**MATERIAL TO PROCESS:**
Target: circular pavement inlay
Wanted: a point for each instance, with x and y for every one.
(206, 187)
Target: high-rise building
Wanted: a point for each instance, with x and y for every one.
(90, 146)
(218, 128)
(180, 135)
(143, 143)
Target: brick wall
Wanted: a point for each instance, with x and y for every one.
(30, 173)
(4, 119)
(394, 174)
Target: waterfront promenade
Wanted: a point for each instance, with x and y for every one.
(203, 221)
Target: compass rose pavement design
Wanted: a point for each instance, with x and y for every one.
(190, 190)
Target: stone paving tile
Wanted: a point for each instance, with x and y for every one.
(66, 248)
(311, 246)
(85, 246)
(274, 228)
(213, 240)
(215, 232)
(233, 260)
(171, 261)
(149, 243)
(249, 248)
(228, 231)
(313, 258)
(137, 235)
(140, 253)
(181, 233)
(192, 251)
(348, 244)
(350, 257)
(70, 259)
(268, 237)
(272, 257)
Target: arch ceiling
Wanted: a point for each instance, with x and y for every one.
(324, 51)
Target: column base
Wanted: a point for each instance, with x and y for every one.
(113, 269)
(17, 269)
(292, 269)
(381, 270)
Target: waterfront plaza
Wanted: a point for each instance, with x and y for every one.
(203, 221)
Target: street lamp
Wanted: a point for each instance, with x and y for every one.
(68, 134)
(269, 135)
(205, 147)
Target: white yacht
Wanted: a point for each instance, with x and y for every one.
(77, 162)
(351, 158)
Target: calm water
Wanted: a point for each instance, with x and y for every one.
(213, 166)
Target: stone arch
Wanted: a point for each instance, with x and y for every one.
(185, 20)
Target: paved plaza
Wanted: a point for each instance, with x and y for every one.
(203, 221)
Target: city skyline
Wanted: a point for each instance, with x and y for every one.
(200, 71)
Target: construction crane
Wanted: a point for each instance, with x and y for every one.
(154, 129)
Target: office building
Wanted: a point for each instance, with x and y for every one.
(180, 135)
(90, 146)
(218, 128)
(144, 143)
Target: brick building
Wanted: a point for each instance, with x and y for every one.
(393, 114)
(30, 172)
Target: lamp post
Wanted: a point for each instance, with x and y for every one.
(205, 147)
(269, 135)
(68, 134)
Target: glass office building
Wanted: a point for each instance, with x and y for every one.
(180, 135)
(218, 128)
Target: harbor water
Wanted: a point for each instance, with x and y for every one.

**THE TASK:**
Repeat exactly the lines above, starting with the first line of the records and finishing with the line holding "Target: column base". Add no other line.

**WORKED SOLUTION:**
Target: circular pavement inlay
Wanted: a point for each instance, with x and y for every one.
(206, 187)
Target: high-rise building
Wanted: a point for each instance, with x and y for every one.
(90, 146)
(218, 128)
(180, 135)
(143, 143)
Target: brick wall
Wanted: a point for each instance, with x and y for every one.
(30, 173)
(4, 119)
(394, 174)
Target: waterfront promenade
Wanted: a point for each instance, with x and y for every one.
(203, 221)
Target: compass rose pavement design
Wanted: a point for each instance, with x and y for every one.
(190, 190)
Target: stone paving tile
Wanted: a point for each instance, with x and y for every one.
(66, 248)
(311, 246)
(85, 246)
(274, 228)
(213, 240)
(215, 232)
(233, 260)
(171, 261)
(149, 243)
(249, 248)
(228, 231)
(313, 258)
(137, 235)
(140, 253)
(181, 233)
(192, 251)
(348, 244)
(350, 257)
(70, 259)
(268, 237)
(272, 257)
Target: arch ceiling
Wanted: a point for each instance, with x and y for every one.
(324, 51)
Target: column base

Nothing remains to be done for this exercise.